### QUOTED PASSAGE
###

Top 5 Current Directors

Tools    





Taking inspiration from another thread (Top 10 Directors of All Time), I thought I'd try and start a discusssion of folks' top 5 directors currently working today. These can be those you consider "the best," "most important," or just your own favorites. I'd like everyone to say something about each director, or at least give examples of what you consider to be their best work, or why they're on your list.

For me, narrowing this down to just 5 is a problem, just like narrowing the all-time list to just 10 was difficult.
Let's start with the most obvious:

Steven Spielberg: Okay, I know he's considered a lightweight by many, and given the nature of some of his films, there may be some validity to that charge. But the man knows how to craft an excellent action movie (Raiders of the Lost Ark, Jurassic Park), and can put some very serious **** on celluloid when he wants to (Schindler's List, Saving Private Ryan). I also don't think there's anyone more tappeed into the psyche of the American moviegoer than Spielberg. He knows what people want, what buttons to push and how to push them. Is that always a good thing? Perhaps not. (After all, it's one of the reasons I hate E.T.: The Extraterrestrial).

Why he belongs on my list: Jaws, Close Encounters of the Third Kind, Schindler's List



Martin Scorsese: Although I’m not as big a fan of Scorsese’s as some hereabouts, I do recognize his genius, and that he is a master of the craft of filmmaking.

Why he belongs here: Taxi Driver, The Last Waltz, The Aviator.


Clint Eastwood Eastwood has evolved from an actor in “spaghetti westerns” to a director and star of pretty standard fare, to the director of some of the best movies being made today.

Why he belongs here: High Plains Drifter, Million Dollar Baby, Letters from Iwo Jima, Gran Torino

I’ll round out my list with two personal favorites:

Steven Soderbergh: What can I say? From the first time I watched sex, lies, and videotape, I knew this was someone to keep an eye on. Viewings of his subsequent films hav only confirmed what I sensed then. Like the others already listed, he’s a master craftsman, and has a keen sense of fun.

###

In the forum post about current directors, after watching which film did the writer know Steven Soderbergh was someone to keep an eye on?

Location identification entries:
###

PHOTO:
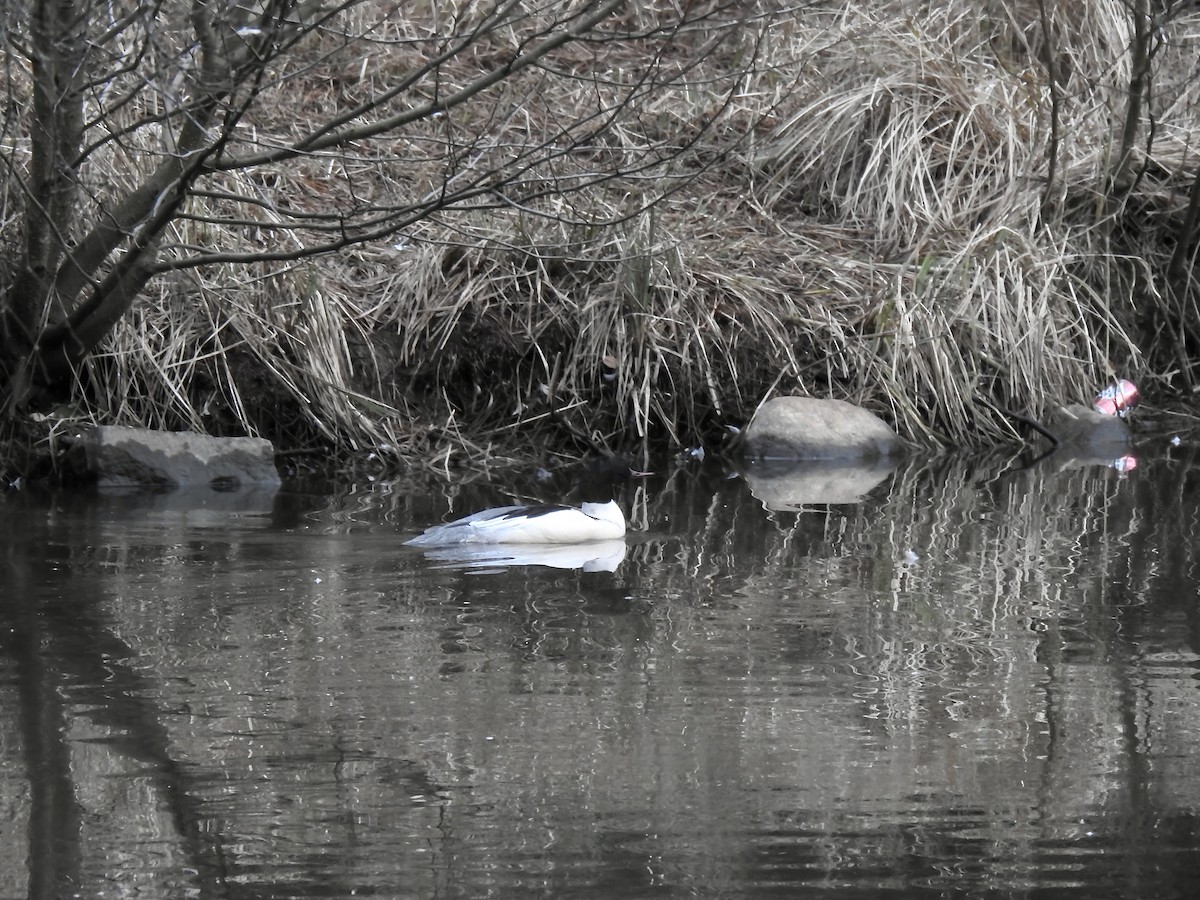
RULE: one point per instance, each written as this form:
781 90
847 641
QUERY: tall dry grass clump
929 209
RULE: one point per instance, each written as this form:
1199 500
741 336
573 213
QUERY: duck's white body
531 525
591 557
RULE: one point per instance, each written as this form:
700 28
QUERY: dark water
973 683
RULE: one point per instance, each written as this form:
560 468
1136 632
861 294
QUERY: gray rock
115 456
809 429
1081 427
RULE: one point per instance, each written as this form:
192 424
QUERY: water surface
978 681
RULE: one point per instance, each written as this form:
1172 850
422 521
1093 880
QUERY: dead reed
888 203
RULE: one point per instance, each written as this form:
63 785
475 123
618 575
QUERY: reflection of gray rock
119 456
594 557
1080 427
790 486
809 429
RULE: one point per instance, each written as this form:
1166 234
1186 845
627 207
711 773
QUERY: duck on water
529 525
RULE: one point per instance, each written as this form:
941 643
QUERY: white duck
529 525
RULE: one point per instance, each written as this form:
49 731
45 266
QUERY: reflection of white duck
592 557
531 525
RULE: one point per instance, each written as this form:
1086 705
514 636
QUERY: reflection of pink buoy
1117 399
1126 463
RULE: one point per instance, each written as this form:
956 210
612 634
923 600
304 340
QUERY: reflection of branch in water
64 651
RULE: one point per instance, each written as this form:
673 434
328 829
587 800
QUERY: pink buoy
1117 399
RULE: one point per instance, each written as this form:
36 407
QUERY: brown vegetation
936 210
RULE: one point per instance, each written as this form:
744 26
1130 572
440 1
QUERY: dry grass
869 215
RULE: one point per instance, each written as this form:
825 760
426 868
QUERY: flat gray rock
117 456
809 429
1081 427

###

### EXERCISE RESPONSE
sex, lies, and videotape